**TO DO**
Quote all of the data below exactly, please.

────────────────────

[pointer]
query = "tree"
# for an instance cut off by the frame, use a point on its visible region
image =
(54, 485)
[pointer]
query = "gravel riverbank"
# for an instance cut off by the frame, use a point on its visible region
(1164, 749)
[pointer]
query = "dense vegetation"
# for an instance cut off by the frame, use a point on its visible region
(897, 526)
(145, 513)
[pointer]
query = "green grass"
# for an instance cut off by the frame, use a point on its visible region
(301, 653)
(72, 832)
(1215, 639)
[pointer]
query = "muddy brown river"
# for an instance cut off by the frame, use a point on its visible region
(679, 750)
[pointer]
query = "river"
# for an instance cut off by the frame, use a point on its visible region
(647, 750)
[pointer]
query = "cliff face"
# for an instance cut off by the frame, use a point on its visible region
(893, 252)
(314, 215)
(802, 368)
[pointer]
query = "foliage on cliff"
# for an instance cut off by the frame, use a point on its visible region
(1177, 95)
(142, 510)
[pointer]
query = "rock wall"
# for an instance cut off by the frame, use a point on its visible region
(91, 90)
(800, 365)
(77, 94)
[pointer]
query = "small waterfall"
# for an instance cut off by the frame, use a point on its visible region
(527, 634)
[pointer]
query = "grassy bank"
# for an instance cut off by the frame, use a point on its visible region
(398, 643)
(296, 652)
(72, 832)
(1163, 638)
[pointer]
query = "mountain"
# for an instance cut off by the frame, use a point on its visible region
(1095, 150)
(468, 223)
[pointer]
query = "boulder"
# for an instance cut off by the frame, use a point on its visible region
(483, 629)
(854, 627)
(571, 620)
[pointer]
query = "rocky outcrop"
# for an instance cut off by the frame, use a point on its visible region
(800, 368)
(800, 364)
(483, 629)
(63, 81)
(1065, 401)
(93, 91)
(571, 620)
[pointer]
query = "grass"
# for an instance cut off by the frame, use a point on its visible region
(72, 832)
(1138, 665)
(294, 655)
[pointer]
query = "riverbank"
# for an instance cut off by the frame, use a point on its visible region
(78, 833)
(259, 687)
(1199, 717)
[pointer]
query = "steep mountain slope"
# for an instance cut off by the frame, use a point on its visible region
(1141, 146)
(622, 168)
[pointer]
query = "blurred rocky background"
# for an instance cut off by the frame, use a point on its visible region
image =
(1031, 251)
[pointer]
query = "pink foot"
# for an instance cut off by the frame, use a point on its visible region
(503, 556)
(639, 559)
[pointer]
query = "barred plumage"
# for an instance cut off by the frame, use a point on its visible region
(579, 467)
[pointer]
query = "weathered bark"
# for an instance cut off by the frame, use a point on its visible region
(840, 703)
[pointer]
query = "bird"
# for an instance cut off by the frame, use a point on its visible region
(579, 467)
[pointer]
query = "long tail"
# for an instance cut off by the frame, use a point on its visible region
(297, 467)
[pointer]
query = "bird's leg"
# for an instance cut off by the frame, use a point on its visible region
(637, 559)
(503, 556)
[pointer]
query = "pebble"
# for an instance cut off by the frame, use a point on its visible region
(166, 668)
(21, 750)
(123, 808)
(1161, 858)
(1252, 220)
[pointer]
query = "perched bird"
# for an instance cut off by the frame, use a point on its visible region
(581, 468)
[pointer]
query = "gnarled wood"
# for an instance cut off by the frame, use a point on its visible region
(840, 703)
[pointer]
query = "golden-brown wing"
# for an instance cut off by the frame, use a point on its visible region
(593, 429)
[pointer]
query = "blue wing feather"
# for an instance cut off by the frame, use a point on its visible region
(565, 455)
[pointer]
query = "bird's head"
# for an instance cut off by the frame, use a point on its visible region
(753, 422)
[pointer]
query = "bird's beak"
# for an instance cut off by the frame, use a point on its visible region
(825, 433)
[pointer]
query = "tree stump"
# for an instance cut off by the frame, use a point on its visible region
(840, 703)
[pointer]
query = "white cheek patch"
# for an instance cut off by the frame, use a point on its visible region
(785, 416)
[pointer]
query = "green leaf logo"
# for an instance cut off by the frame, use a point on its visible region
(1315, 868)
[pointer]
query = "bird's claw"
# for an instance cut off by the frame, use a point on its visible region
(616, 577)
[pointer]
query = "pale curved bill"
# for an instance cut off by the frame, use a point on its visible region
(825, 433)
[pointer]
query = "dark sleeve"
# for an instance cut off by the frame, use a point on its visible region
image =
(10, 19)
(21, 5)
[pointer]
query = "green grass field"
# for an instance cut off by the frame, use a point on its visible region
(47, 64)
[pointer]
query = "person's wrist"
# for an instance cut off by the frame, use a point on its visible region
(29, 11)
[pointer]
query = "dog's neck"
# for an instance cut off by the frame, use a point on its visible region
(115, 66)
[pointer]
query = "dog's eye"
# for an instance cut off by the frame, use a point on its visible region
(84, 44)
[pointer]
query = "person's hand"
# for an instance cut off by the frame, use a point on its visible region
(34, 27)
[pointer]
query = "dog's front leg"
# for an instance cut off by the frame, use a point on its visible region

────────────────────

**SOLUTION TO THE EXERCISE**
[pointer]
query = "tree"
# for an instance cut off by the frame, use a point on its visible region
image =
(54, 485)
[pointer]
query = "gravel riverbank"
# for an instance cut off by the frame, use a point on its visible region
(1164, 749)
[pointer]
query = "dense vegetation"
# for an instance cut off by the frame, use a point on its visible region
(897, 526)
(145, 513)
[pointer]
query = "green grass"
# for an instance cut off by the frame, use a point on its visible region
(301, 653)
(72, 832)
(1215, 639)
[pointer]
query = "muddy brown river"
# for an instance cut off by the frame, use a point on its visible region
(679, 750)
[pointer]
query = "river"
# for an instance cut off by the frame, use a point on its visible region
(647, 750)
[pointer]
query = "cliff face"
# for an instance cut off by the frame, use a point on its visible region
(893, 252)
(314, 215)
(802, 368)
[pointer]
query = "foliage on cliff"
# for an instance cut off by the frame, use a point on its visible region
(1177, 95)
(142, 510)
[pointer]
query = "rock wall"
# for an instance cut off by the frame, use a point on its visible region
(91, 90)
(800, 365)
(77, 94)
[pointer]
query = "small waterfall"
# for an instance cut off by the frame, use a point on its visible region
(527, 634)
[pointer]
query = "grassy bank"
# for an instance cut off by the frame, use a point on its visible region
(398, 643)
(296, 652)
(72, 832)
(1163, 638)
[pointer]
query = "mountain"
# for an instance cut off by the frame, use a point on its visible region
(1095, 150)
(468, 223)
[pointer]
query = "boulder"
# for an instance cut off by the frame, use a point on its visible region
(483, 629)
(854, 627)
(571, 620)
[pointer]
query = "rocky outcrop"
# for an instance cut off by the frame, use a point on its visible region
(800, 368)
(800, 364)
(483, 629)
(63, 81)
(1065, 401)
(93, 91)
(571, 620)
[pointer]
query = "grass"
# for an instance cut off by the frame, use a point on its visible region
(72, 832)
(1138, 665)
(294, 655)
[pointer]
query = "riverbank"
# for an instance cut off by the frame, use a point on its visible region
(78, 833)
(259, 687)
(1199, 717)
[pointer]
query = "steep mountain slope"
# for an instance cut off by the frame, use a point on its visible region
(1141, 146)
(622, 168)
[pointer]
query = "blurred rocky background"
# for an instance cut off by the frame, use a point on its visible region
image =
(1031, 251)
[pointer]
query = "pink foot"
# for an instance cut off by the frame, use a point on its visible region
(503, 556)
(639, 559)
[pointer]
query = "barred plumage"
# for an instance cut off by the frame, use a point on its visible region
(579, 467)
[pointer]
query = "weathered bark"
# for an instance cut off by the frame, use a point on its visible region
(840, 703)
[pointer]
query = "bird"
# for an instance cut off by the frame, use a point on its visible region
(579, 467)
[pointer]
query = "long tail"
# for an instance cut off by the frame, use a point on its visible region
(297, 467)
[pointer]
query = "bird's leg"
# for an instance cut off by the frame, use a point on its visible region
(637, 559)
(503, 556)
[pointer]
query = "pebble"
# for an instance cut off by the frame, use a point on its visible region
(166, 668)
(21, 750)
(123, 808)
(1161, 858)
(1252, 220)
[pointer]
query = "perched bird"
# for an instance cut off by the frame, use a point on its visible region
(581, 468)
[pointer]
query = "gnarled wood"
# for an instance cut off by the frame, use a point on its visible region
(840, 703)
[pointer]
query = "golden-brown wing"
# for an instance cut off by the frame, use a point on its visible region
(593, 429)
[pointer]
query = "blue wing feather"
# for an instance cut off by the frame, use a point on its visible region
(565, 455)
[pointer]
query = "bird's head"
# for an instance cut off by the frame, use a point on its visible region
(753, 422)
[pointer]
query = "bird's beak"
# for an instance cut off by the frame, use a point on its visible region
(825, 433)
[pointer]
query = "tree stump"
# for an instance cut off by the frame, use a point on its visible region
(840, 703)
[pointer]
query = "white cheek patch"
# for an instance cut off by the frame, use a point on its visible region
(785, 416)
[pointer]
query = "green leaf logo"
# for an instance cut off by the frame, use a point on its visible region
(1315, 868)
[pointer]
query = "bird's claw"
# for an instance cut off by the frame, use a point on its visible region
(616, 577)
[pointer]
query = "pale curved bill"
# for an instance cut off by the frame, use a point on its visible region
(825, 433)
[pointer]
query = "dark sleeve"
# for an instance cut off by the frame, use a point on its visible region
image =
(10, 19)
(21, 5)
[pointer]
query = "green grass field"
# for an instance cut off by the frame, use a point on its visible region
(47, 64)
[pointer]
query = "person's wrist"
# for an instance cut off by the frame, use a point on its visible region
(29, 11)
[pointer]
query = "dog's neck"
# for an instance cut off by the frame, use a point on its visible region
(115, 66)
[pointer]
query = "dog's eye"
# for an instance cut off by the frame, use a point on its visible region
(84, 44)
[pointer]
query = "person's hand"
# for an instance cut off by the frame, use a point on its visible region
(34, 27)
[pointer]
query = "dog's front leg"
# for an instance cut off by the frame, use a point on its visible region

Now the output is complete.